Referring expression pointing data:
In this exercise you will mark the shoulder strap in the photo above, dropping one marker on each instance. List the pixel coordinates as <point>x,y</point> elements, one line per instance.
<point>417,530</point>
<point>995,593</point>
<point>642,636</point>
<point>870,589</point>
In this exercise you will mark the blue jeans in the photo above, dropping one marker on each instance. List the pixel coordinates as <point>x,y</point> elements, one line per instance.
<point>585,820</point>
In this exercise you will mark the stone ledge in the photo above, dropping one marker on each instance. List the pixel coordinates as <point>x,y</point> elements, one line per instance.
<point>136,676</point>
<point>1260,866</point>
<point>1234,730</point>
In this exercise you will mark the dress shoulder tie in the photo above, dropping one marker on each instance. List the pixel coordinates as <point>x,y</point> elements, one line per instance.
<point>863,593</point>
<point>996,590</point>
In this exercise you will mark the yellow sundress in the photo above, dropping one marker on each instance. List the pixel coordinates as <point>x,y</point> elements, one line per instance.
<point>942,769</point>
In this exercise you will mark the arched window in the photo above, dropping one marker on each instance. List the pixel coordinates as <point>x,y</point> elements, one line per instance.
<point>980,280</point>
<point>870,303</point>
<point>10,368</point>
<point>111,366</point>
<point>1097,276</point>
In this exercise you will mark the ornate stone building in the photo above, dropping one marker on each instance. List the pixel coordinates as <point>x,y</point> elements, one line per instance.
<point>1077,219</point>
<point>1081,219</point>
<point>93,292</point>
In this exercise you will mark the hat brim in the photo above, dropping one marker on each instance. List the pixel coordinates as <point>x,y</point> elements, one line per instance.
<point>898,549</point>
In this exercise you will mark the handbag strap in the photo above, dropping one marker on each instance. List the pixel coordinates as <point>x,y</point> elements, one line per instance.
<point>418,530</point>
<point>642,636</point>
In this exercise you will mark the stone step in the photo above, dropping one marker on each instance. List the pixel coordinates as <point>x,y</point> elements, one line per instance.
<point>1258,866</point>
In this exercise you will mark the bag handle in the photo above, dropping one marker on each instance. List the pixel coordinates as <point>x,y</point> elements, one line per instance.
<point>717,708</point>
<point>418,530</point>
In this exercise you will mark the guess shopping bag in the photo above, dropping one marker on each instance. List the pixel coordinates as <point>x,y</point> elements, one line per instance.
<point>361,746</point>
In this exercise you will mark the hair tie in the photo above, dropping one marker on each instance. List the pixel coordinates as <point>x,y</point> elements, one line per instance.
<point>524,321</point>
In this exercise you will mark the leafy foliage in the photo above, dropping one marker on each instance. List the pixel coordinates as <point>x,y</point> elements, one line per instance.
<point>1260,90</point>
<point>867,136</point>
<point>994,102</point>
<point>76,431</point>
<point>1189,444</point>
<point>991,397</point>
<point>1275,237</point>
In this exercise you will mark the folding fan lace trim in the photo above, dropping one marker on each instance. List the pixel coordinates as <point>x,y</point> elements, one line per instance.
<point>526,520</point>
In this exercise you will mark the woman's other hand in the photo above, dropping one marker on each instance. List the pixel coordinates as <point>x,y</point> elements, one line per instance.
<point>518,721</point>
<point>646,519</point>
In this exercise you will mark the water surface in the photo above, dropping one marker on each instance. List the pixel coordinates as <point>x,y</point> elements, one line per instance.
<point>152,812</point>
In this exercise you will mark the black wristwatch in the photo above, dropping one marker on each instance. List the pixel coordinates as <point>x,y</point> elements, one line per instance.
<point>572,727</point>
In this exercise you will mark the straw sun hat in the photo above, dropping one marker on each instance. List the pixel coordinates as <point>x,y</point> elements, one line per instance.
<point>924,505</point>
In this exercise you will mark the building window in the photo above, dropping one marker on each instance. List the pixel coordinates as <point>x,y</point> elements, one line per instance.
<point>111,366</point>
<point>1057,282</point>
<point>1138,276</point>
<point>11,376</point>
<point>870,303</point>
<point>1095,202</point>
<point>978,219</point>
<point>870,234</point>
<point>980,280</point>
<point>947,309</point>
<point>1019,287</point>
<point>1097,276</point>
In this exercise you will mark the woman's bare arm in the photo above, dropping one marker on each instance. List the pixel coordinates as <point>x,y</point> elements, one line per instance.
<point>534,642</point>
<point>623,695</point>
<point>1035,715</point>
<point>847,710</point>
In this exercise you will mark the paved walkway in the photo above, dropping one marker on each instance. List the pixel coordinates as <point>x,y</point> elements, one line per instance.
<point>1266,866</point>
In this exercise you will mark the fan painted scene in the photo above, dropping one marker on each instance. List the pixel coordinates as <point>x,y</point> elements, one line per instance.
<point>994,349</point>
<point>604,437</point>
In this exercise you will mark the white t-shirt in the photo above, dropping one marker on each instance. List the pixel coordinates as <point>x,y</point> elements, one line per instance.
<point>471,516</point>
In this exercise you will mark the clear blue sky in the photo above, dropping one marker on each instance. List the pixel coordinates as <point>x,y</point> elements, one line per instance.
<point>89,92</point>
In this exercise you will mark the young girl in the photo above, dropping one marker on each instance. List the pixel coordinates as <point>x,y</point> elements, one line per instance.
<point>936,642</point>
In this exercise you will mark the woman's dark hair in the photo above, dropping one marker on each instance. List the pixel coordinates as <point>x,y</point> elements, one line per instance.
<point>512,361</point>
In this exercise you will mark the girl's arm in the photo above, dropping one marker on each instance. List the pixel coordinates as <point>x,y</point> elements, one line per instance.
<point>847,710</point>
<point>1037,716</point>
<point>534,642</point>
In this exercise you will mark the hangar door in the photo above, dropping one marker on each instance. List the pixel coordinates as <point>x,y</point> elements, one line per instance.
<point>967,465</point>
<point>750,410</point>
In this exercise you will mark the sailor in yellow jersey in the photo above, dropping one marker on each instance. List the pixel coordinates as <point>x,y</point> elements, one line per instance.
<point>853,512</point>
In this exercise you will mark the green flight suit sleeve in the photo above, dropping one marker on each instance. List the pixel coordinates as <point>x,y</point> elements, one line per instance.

*Work request:*
Write out all the entries once more, exactly.

*Written solution:*
In this exercise you will mark the shoulder strap in the photo above, dropping one marker on each instance. List the pixel coordinates as <point>x,y</point> elements, one line per instance.
<point>417,530</point>
<point>995,593</point>
<point>642,636</point>
<point>870,589</point>
In this exercise you will mark the blue jeans in the photo above, dropping one marker on each instance. List the pixel coordinates as <point>x,y</point> elements, one line per instance.
<point>585,820</point>
In this exercise you will mark the stone ledge in the photo above, dropping one marker on each instance. List the pixel coordinates as <point>x,y</point> elements, one line per instance.
<point>136,676</point>
<point>1260,866</point>
<point>1234,730</point>
In this exercise you will mark the dress shoulder tie in the photo above, dropping one marker on each instance. List the pixel coordinates as <point>x,y</point> elements, one line per instance.
<point>863,593</point>
<point>996,590</point>
In this exercise you will mark the yellow sundress in the photo above, dropping one marker on each instance. List the pixel coordinates as <point>x,y</point> elements, one line per instance.
<point>942,769</point>
In this exercise you will mark the arched window in the photo above, dropping one marker on each instance. List the pixel coordinates as <point>x,y</point> elements, one line per instance.
<point>980,280</point>
<point>870,303</point>
<point>10,368</point>
<point>111,366</point>
<point>1097,276</point>
In this exercise you will mark the ornate stone building in the photo above, dropping one marker on each instance. List the pixel coordinates as <point>x,y</point> elements, one line per instance.
<point>1077,219</point>
<point>1081,219</point>
<point>93,292</point>
In this exercise you will mark the hat brim in the photo above, dropping one marker on each instance. List the pixel coordinates as <point>x,y</point> elements, one line per instance.
<point>898,549</point>
In this exercise you will mark the handbag strap in the photo above, dropping one marker on each instance. List the pixel coordinates as <point>x,y</point> elements, one line per instance.
<point>418,530</point>
<point>642,636</point>
In this exercise you will mark the stone step in the photo above, dropping one marker on each instance. List the pixel coordinates as <point>x,y</point> elements, one line per instance.
<point>1258,866</point>
In this exercise you will mark the bag handle in the photo above, dropping one marker on each instance. List the pixel coordinates as <point>x,y</point> elements, one line per instance.
<point>717,708</point>
<point>418,530</point>
In this exercise you will mark the guess shopping bag in the photo above, dropping one marker on each instance. List the pixel coordinates as <point>x,y</point> elements, one line per instance.
<point>361,746</point>
In this exercise you will mark the hair tie in the photo above, dropping one marker on each instance. List the pixel coordinates as <point>x,y</point> elements, one line per instance.
<point>524,321</point>
In this exercise you will mark the leafy foliage in the photo above, dropping one marker on each instance. List the pixel coordinates as <point>x,y</point> elements, one line per instance.
<point>1260,90</point>
<point>867,136</point>
<point>994,102</point>
<point>76,431</point>
<point>1189,444</point>
<point>991,397</point>
<point>1275,237</point>
In this exercise you will mark the folding fan lace trim in the photo above, dropping one marker on each instance. List the pixel coordinates as <point>x,y</point> elements, one line per instance.
<point>526,520</point>
In this exercise you will mark the woman's other hand in the photo above, dropping one marker on each instance. List the pixel coordinates as <point>x,y</point> elements, one line per instance.
<point>518,721</point>
<point>646,519</point>
In this exercise you will mark the water surface in the photo above, dropping one marker on each instance. List the pixel coordinates as <point>x,y</point> elements, one line per instance.
<point>152,812</point>
In this exercise you will mark the black wristwatch in the photo above, dropping one marker on each instance. List the pixel coordinates as <point>x,y</point> elements, one line per instance.
<point>572,727</point>
In this exercise you will mark the straw sun hat in the photo above, dropping one marker on each instance. List the pixel coordinates as <point>x,y</point> elements, one line per instance.
<point>924,505</point>
In this exercise you will mark the building window in the photo above, dropping one marker on each instance. List the pixel coordinates as <point>x,y</point> elements, one line per instance.
<point>111,366</point>
<point>1057,282</point>
<point>1138,276</point>
<point>11,376</point>
<point>870,303</point>
<point>1095,202</point>
<point>978,219</point>
<point>870,234</point>
<point>980,280</point>
<point>947,309</point>
<point>1019,287</point>
<point>1097,276</point>
In this exercise you will mark the woman's bare arm in the photo above, dropping one marker on each instance. List the pixel coordinates as <point>x,y</point> elements, one line per instance.
<point>534,642</point>
<point>623,695</point>
<point>1035,715</point>
<point>847,710</point>
In this exercise you will mark the paved walkway in the photo above, dropping one marker on each instance. List the pixel coordinates as <point>x,y</point> elements, one line per instance.
<point>1266,866</point>
In this exercise you will mark the fan painted scene in the photo above, dropping one marker on each instance. List the pixel coordinates as <point>x,y</point> elements, one line per instance.
<point>994,349</point>
<point>604,437</point>
In this exercise you will mark the white t-shirt in the photo above, dropping one marker on each instance. List the pixel coordinates as <point>x,y</point> elements, one line per instance.
<point>471,516</point>
In this exercise you will mark the clear blue sky in the photo above, dropping one marker on each instance. List the pixel coordinates as <point>x,y</point> elements, one line per instance.
<point>89,92</point>
In this exercise you will mark the young girl in the photo above, dropping one marker on each instance. List the pixel coordinates as <point>x,y</point> elements, one line per instance.
<point>936,642</point>
In this exercise you will mark the woman's dark hair in the photo above, dropping one marker on each instance. List the pixel coordinates as <point>x,y</point> elements, one line per instance.
<point>512,361</point>
In this exercise you will mark the girl's arm in the photo above, dropping one marker on each instance. List the pixel coordinates as <point>x,y</point> elements, one line per instance.
<point>847,710</point>
<point>1037,716</point>
<point>534,642</point>
In this exercise you will mark the hangar door in the photo above, dropping one marker on each instance. List the pixel coordinates as <point>x,y</point> elements, one line per instance.
<point>967,465</point>
<point>750,410</point>
In this exercise you will mark the sailor in yellow jersey in the photo above, dropping one marker on each instance. List the pixel coordinates as <point>x,y</point> elements, one line per instance.
<point>853,512</point>
In this exercise you will mark the green flight suit sleeve in the photo above, dropping one marker on each instance. List the pixel coordinates as <point>x,y</point> elements, one line per instance.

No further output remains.